## Task to complete
Only the lines below, from the one with "Q: Point out every instance of the cascading" through the one with "Q: Point out every instance of the green vegetation", are to be written out, exactly.

## Data records
BEGIN
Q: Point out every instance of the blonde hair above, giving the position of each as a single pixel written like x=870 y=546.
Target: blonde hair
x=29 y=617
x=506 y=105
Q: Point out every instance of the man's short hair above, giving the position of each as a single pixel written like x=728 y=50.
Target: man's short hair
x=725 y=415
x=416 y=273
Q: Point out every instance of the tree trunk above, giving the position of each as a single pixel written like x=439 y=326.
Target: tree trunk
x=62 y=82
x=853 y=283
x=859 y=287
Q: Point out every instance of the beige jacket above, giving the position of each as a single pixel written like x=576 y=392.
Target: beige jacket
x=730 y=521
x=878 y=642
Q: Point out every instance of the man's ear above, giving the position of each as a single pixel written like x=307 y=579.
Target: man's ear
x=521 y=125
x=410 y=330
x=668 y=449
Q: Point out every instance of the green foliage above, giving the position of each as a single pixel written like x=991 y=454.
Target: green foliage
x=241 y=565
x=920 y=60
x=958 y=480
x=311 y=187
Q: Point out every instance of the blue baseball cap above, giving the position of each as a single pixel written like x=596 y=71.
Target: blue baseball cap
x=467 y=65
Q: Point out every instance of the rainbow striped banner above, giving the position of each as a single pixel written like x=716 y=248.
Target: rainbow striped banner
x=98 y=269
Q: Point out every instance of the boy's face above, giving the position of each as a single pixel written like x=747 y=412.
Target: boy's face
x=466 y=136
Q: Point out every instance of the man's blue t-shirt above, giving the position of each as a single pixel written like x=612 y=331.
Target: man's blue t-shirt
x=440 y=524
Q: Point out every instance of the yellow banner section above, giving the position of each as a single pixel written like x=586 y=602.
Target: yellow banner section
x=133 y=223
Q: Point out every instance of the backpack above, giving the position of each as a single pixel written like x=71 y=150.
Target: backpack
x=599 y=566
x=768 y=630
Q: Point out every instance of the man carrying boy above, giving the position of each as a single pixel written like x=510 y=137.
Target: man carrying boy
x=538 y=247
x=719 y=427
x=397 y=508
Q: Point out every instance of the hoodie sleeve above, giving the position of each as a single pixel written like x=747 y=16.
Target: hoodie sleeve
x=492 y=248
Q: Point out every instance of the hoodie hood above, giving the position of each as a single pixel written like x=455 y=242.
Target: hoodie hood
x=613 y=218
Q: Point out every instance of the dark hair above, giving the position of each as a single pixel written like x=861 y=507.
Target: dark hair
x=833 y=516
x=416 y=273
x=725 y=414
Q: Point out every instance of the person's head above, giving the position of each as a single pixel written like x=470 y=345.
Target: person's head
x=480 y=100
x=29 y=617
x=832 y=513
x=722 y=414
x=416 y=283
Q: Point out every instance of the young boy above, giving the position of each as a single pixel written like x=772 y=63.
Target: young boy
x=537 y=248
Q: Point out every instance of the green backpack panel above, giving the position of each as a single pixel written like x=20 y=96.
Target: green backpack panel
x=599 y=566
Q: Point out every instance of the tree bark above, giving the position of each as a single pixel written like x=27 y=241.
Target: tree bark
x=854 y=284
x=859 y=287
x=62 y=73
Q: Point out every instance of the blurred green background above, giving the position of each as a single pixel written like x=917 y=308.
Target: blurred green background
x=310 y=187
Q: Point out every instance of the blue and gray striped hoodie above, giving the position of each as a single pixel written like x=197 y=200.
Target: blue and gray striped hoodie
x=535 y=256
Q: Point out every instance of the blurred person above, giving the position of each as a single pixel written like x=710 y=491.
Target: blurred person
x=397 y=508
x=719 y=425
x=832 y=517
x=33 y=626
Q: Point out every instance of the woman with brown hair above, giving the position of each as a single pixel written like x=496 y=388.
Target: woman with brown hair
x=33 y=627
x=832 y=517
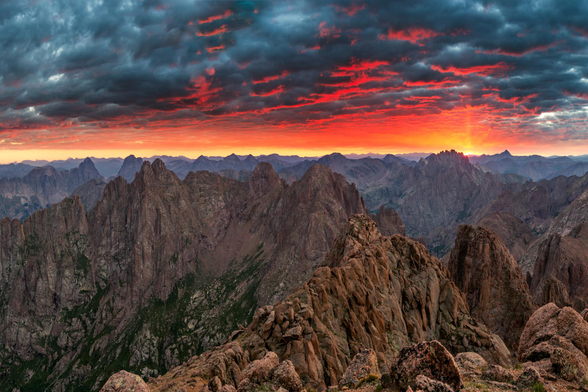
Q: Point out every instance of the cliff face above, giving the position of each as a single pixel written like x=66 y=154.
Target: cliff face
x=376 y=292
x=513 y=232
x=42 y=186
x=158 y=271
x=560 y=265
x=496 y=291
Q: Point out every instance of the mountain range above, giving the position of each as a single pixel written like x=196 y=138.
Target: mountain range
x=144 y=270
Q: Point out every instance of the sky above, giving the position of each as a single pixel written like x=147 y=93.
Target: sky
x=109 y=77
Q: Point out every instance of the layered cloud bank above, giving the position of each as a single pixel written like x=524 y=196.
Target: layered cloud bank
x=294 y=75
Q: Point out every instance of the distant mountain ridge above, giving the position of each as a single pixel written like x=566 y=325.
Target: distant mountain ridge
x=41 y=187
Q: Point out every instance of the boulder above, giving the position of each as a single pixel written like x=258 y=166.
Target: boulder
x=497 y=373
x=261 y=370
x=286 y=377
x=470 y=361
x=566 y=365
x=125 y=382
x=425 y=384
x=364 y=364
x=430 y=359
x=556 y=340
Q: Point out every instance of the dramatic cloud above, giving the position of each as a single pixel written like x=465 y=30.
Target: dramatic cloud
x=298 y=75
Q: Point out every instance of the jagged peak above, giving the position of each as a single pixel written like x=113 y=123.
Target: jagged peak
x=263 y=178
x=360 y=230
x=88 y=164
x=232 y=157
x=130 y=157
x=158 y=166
END
BEGIN
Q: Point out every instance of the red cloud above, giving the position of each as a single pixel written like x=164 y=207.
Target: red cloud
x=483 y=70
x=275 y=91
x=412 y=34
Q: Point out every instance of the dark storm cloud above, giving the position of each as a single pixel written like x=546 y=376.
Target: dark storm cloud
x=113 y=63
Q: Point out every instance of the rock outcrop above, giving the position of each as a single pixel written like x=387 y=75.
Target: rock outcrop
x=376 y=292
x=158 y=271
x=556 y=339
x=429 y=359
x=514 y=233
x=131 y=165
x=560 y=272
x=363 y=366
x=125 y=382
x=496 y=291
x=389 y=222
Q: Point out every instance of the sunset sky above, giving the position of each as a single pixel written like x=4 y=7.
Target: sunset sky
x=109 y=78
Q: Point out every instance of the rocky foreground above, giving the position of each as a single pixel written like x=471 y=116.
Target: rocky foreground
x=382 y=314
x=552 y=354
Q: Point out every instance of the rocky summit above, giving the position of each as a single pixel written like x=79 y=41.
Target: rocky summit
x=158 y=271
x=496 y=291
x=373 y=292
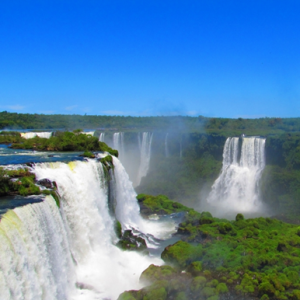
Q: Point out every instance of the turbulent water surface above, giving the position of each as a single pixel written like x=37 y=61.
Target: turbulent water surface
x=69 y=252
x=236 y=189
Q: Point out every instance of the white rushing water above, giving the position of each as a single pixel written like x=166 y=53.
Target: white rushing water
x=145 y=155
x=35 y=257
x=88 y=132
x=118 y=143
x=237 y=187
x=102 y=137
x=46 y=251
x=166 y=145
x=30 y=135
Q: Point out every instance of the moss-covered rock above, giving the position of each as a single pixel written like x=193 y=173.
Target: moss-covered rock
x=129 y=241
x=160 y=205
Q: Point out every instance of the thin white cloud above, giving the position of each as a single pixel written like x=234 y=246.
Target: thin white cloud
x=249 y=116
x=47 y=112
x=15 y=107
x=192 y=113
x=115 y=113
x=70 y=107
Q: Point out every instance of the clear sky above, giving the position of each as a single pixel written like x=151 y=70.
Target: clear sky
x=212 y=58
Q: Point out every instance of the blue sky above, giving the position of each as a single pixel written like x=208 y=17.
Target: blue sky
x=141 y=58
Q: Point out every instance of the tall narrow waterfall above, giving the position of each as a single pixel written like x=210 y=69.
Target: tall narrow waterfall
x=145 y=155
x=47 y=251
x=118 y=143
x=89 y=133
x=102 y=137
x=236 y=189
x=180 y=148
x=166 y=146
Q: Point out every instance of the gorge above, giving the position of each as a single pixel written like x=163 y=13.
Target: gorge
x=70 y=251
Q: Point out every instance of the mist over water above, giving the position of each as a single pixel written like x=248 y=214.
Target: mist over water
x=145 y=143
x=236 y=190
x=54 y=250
END
BEGIN
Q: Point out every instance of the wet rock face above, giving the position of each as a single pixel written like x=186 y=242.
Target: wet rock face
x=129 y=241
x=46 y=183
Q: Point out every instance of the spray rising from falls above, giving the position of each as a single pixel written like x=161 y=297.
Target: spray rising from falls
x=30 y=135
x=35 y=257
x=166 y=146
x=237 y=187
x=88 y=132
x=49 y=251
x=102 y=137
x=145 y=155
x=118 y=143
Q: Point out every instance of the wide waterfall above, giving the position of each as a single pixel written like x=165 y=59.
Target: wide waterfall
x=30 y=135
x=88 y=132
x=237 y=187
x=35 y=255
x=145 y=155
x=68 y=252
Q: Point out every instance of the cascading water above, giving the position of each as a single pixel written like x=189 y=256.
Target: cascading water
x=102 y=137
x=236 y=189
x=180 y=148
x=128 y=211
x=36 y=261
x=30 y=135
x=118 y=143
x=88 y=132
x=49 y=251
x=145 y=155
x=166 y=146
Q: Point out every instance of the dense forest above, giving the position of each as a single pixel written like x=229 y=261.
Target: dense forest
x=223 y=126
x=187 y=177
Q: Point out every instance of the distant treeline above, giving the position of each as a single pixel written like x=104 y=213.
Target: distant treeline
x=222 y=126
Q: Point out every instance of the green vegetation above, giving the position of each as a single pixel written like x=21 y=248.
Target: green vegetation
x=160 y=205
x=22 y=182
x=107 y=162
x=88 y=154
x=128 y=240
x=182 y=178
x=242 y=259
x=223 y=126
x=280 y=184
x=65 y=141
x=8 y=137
END
## Finished exercise
Q: Point out every instance of the cascading water above, giving the position of each as a single pixel written like x=189 y=256.
Target: cascading water
x=102 y=137
x=236 y=189
x=180 y=148
x=128 y=211
x=36 y=261
x=30 y=135
x=118 y=143
x=88 y=132
x=49 y=251
x=145 y=155
x=166 y=146
Q: Point out every instance of the dense forest above, giving the position of each as a single pixel written like x=229 y=261.
Target: dense forest
x=223 y=126
x=187 y=177
Q: Point out every instance of the distant treeline above, giving the position of each as a single pixel written like x=104 y=213.
Target: distant treeline
x=222 y=126
Q: Point out every instance of the green vegetation above, giving the position of each as a single pixel written like x=21 y=248.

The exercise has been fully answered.